§ **WHAT YOU ARE ASKED TO DO**
Repeat the entire listing exactly as written.

::: PROVIDED ENTRIES

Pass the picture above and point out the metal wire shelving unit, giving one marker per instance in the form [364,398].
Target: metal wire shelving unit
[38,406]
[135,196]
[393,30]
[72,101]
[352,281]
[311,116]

::::::

§ **EXPECTED OUTPUT**
Pass the picture above and point out the metal wire shelving unit, giving one marker per instance in the form [364,398].
Target: metal wire shelving unit
[38,406]
[135,196]
[393,30]
[72,101]
[352,281]
[311,116]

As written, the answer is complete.